What is being asked: Put the lines into a numbered list, starting at the line that contains "Identify bicycle wheel." and stopping after the line that contains "217 82 498 258". Leave out any blank lines.

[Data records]
**********

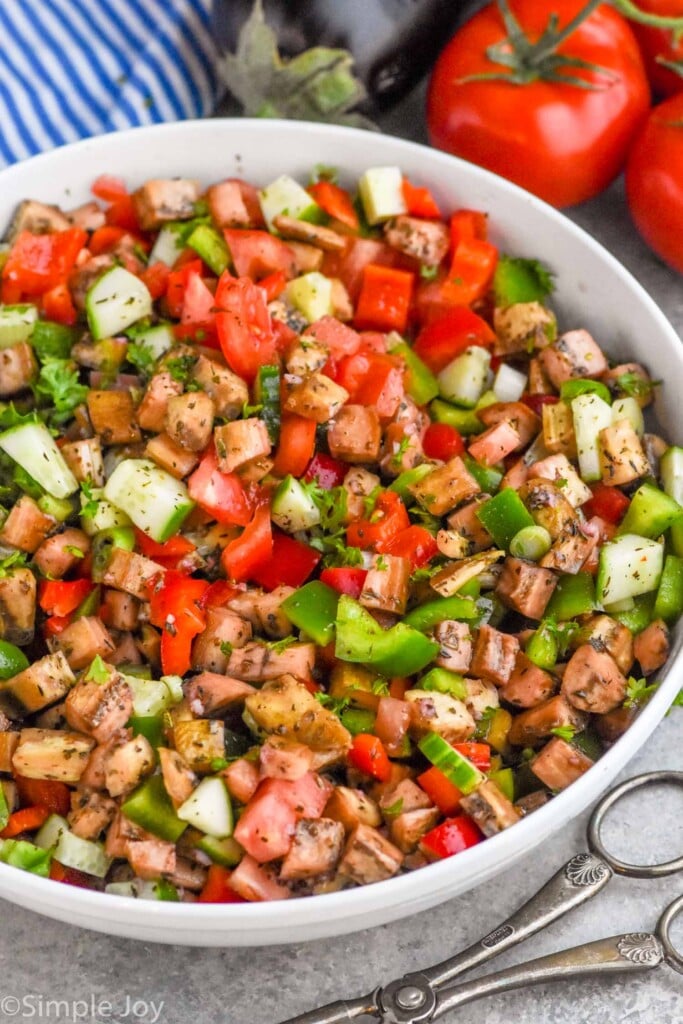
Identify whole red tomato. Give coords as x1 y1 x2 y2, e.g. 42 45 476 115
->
427 0 649 207
626 93 683 273
633 0 683 96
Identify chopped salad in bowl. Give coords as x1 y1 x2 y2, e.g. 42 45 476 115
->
0 148 683 903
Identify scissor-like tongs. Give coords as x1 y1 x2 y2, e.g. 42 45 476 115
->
283 771 683 1024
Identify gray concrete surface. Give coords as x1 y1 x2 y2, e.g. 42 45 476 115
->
0 90 683 1024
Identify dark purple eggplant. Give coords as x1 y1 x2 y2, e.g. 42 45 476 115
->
214 0 479 116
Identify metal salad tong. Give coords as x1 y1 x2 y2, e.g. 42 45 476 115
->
283 771 683 1024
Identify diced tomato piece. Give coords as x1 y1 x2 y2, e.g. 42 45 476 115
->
402 178 441 219
39 579 94 616
354 263 415 334
40 282 78 327
215 272 278 384
2 227 88 298
321 565 368 599
223 227 294 281
14 775 71 816
582 483 631 526
250 529 322 590
422 423 465 462
418 767 463 814
304 452 348 490
187 447 253 526
347 732 391 782
346 490 411 551
166 253 204 319
308 181 359 231
272 413 315 476
453 740 490 772
420 814 483 860
220 503 273 583
378 524 438 570
140 260 171 302
413 305 496 374
198 864 247 903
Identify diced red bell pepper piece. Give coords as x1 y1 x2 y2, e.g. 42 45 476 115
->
304 452 348 490
402 178 441 220
582 483 631 526
347 732 391 782
321 565 368 599
250 529 322 590
418 767 463 814
422 423 465 462
413 305 496 374
38 579 94 616
220 503 273 583
354 263 415 334
346 490 411 551
187 449 253 526
420 814 483 860
198 864 248 903
385 524 438 571
308 181 359 231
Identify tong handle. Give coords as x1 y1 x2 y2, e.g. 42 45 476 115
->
436 932 665 1020
421 853 612 986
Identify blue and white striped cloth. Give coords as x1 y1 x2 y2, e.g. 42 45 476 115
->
0 0 220 167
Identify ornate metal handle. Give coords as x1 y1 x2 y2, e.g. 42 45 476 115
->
421 853 612 985
429 932 665 1020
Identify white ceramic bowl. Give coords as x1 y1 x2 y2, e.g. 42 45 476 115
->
0 120 683 946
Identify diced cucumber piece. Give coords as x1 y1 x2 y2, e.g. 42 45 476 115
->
437 345 491 409
34 814 69 850
287 270 333 324
177 776 234 839
358 167 408 224
659 444 683 505
54 829 112 879
0 423 78 498
187 224 230 276
104 459 195 544
494 362 528 401
0 304 38 348
418 732 486 794
270 476 321 534
150 225 184 266
258 174 323 230
571 393 612 482
596 534 664 606
612 397 645 437
197 836 245 867
126 324 175 359
85 266 153 341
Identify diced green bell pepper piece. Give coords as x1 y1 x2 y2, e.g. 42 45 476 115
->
476 487 535 551
616 483 683 541
418 732 486 795
0 839 52 879
403 595 479 633
463 455 503 495
341 708 377 736
121 775 187 843
335 594 439 677
652 555 683 626
488 768 515 804
546 572 596 622
281 580 339 647
128 715 166 750
187 224 230 276
388 335 438 406
255 366 282 444
418 668 467 700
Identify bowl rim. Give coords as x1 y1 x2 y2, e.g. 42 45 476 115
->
0 118 683 942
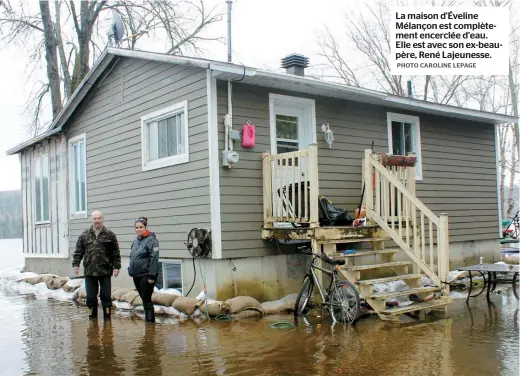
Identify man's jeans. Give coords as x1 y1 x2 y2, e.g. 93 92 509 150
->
85 276 112 308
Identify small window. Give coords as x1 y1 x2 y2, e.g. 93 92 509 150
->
69 134 87 218
141 101 189 170
387 113 422 180
156 260 184 294
34 154 49 224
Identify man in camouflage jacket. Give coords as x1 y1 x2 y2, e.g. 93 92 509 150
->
72 210 121 318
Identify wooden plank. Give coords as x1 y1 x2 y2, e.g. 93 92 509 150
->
379 298 452 315
366 286 440 300
342 261 412 271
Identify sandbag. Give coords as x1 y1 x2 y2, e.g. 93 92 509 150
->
25 275 43 285
503 253 520 265
152 292 179 307
110 287 133 300
75 286 87 299
173 296 201 316
47 277 69 290
229 309 262 320
221 296 264 314
132 295 143 307
41 274 60 286
199 302 225 317
119 290 142 305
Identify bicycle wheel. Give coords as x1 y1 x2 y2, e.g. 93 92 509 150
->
327 281 360 325
294 274 314 316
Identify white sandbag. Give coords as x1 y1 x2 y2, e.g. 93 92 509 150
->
157 289 183 296
221 296 264 314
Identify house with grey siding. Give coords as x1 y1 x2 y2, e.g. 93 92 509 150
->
8 48 513 306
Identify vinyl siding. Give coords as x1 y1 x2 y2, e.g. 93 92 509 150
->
66 58 211 258
217 82 498 258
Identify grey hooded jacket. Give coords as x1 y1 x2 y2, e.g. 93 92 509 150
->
128 232 159 280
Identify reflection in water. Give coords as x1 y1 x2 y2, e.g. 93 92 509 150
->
0 292 519 376
133 324 161 376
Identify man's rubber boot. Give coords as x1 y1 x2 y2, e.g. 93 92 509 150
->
88 306 97 319
103 307 112 320
143 302 155 322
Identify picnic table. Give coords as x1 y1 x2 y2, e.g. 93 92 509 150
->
457 264 520 302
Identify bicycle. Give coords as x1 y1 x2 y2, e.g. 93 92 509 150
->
294 246 360 325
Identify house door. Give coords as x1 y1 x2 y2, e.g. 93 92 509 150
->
271 97 315 226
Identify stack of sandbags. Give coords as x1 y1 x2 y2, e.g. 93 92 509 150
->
199 299 226 317
61 278 85 292
25 275 43 285
262 293 298 315
220 296 264 319
152 291 180 307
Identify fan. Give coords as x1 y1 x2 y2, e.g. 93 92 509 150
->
184 228 211 258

**********

Response to the exercise:
1. Identify bicycle wheel. Give coords as x1 y1 x2 y2, e.g. 93 92 509 150
2. ->
3. 327 281 360 325
4. 294 274 314 316
5. Identify white sandbag. Give coords as x1 y1 x2 y2, e.g. 93 92 509 150
6. ->
7. 157 289 183 296
8. 221 296 264 314
9. Identify house with grey siding. Give coords as x1 y1 x2 y2, e.g. 93 92 509 150
10. ->
11. 8 48 513 306
12. Identify vinyl siding. Give coords as x1 y1 x2 y2, e.g. 93 92 509 150
13. ->
14. 66 58 211 258
15. 217 82 498 258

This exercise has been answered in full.